BEGIN Data for review
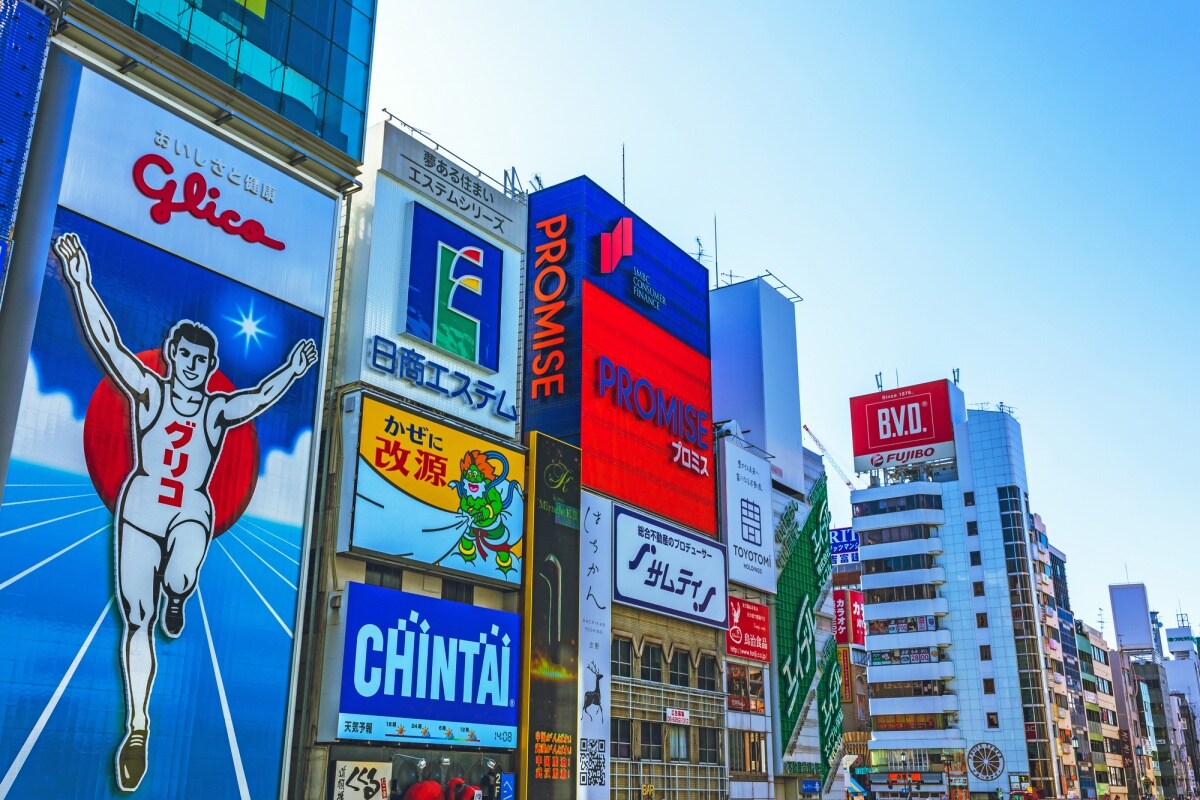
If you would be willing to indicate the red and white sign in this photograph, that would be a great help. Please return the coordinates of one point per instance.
(849, 617)
(646, 419)
(676, 716)
(903, 426)
(749, 635)
(141, 168)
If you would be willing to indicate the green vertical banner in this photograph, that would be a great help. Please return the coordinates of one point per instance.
(804, 572)
(552, 620)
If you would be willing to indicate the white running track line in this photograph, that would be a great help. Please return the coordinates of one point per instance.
(46, 522)
(256, 555)
(271, 546)
(263, 530)
(49, 558)
(31, 739)
(239, 770)
(30, 486)
(277, 619)
(69, 497)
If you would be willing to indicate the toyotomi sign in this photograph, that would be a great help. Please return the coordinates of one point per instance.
(903, 426)
(421, 669)
(663, 569)
(745, 517)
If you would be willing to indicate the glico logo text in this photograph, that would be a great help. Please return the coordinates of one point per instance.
(649, 403)
(197, 199)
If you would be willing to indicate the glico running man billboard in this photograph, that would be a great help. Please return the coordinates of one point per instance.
(430, 493)
(154, 521)
(617, 354)
(903, 426)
END Data for review
The full listing must come back exactly as written, with its pictures left out.

→ Result
If you would be willing to indicate the red and white sign in this photograph, that would be a great help. Please return the coordinates of one point per instance.
(849, 617)
(646, 419)
(676, 716)
(903, 426)
(749, 635)
(141, 168)
If you would be willing to indicate the green vertical banner in this photograph, that would be a great help. Please return the coordinates of one point per instance.
(804, 572)
(552, 620)
If you would be willing to indicate the white running track line in this photograph, that would be a great help. Please return the coordinates of one point per instance.
(46, 522)
(256, 555)
(271, 546)
(263, 530)
(49, 558)
(31, 739)
(239, 770)
(30, 486)
(277, 619)
(69, 497)
If you would be willing to indicate the toyotomi sign in this photograph, that would be a great help. Please return the coordinates of one point per instance.
(903, 426)
(421, 669)
(663, 569)
(745, 517)
If you would be willing to indicate the glico logo text in this photograph, that would be a great help. Please return the coordinates of one point per instance.
(649, 403)
(197, 199)
If you would be willing to indicate the glico running man billboard in this photograph, that would be a great help. Please return the coordinates of one point per instance.
(430, 493)
(154, 521)
(617, 354)
(903, 426)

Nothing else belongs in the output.